Problem statement
Copy out only the stretch from the line containing "Kindly provide the mask of every instance of the maroon" through the line containing "93 149 L 131", replacing "maroon car body" with "dark red car body" and leaving everything else unchanged.

Input

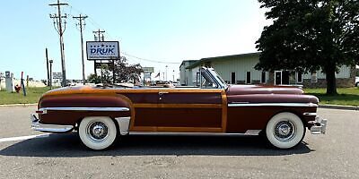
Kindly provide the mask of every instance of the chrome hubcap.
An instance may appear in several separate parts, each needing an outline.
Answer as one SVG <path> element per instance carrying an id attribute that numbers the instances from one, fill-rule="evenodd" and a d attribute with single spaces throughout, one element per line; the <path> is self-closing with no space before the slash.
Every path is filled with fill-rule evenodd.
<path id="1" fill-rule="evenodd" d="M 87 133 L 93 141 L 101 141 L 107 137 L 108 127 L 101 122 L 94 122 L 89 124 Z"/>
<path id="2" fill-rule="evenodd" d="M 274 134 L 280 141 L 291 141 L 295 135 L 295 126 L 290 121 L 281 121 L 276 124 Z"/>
* * *
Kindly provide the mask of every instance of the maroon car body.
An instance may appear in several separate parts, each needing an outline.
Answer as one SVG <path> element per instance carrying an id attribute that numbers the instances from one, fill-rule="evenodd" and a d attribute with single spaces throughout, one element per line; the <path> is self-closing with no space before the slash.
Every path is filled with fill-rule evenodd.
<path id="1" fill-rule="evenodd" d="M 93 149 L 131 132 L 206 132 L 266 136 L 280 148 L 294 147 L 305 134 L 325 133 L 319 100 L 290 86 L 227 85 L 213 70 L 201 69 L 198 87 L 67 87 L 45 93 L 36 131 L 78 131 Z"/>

The reply
Kindly provide the mask of every instance of the dark red car body.
An instance may appear in several separate parts, each needing an outline.
Answer as one SVG <path> element per instance carrying an id attribute that numbers the instances from one, fill-rule="evenodd" and a d attribute with single spaces throughout, one element per line; the <path> is self-closing with no space before the slash.
Every path is filled with fill-rule evenodd.
<path id="1" fill-rule="evenodd" d="M 93 149 L 131 132 L 206 132 L 266 136 L 280 148 L 294 147 L 305 134 L 325 133 L 319 100 L 290 86 L 227 85 L 213 70 L 201 69 L 198 87 L 67 87 L 45 93 L 36 131 L 78 131 Z"/>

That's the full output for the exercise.